◆ PAGE EXCERPT:
━━━━━━

# New 'Turner' added to the 'Vortex'



## Tortuga (May 21, 2004)

Say hello to Gray Daniel Y******...my first *GREAT* Grandson...born yestidday...all are well.....

Looks like a wore-out Momma and a mighty proud Dad..(Shannon and Travis)...

Lordy...we gotta work on a little 'abstinence' around these parts.. I'm already up to my knees in rug rats around the Holidays...:rotfl:

Guessin' I'll be shopping for a new 'Snoopy Pole'..and a set of 'Mini-Mini Turning Tools' for this Christmas....


----------



## Harbormaster (May 26, 2000)

Congrats Tortuga! All look happy and well!


----------



## johnmyjohn (Aug 6, 2006)

See what you started Jim, good looking family addition.


----------



## Bobby (May 21, 2004)

Great GrandPa!!!!!!!!!! You sure are getting old!! Great looking family.


----------



## Tortuga (May 21, 2004)

Bobby said:


> Great GrandPa!!!!!!!!!! *You sure are getting old!!* Great looking family.

━━━━━━

◆ GIVEN MATERIAL:
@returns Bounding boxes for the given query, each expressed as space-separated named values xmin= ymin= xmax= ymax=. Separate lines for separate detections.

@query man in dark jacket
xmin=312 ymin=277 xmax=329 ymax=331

━━━━━━

◆ WHAT THE TASK ASKS: Please decide whether each statement agrees with the forum thread about the new great-grandson, answering yes or no and quoting the thread's deciding words: (a) The baby's parents are Shannon and Travis. (b) Harbormaster says everyone looks tired. (c) Tortuga expects to shop for a new 'Snoopy Pole'.

◆ OUTPUT OF THE TASK:
(a) Yes: "(Shannon and Travis)"
(b) No: "All look happy and well!"
(c) Yes: "Guessin' I'll be shopping for a new 'Snoopy Pole'"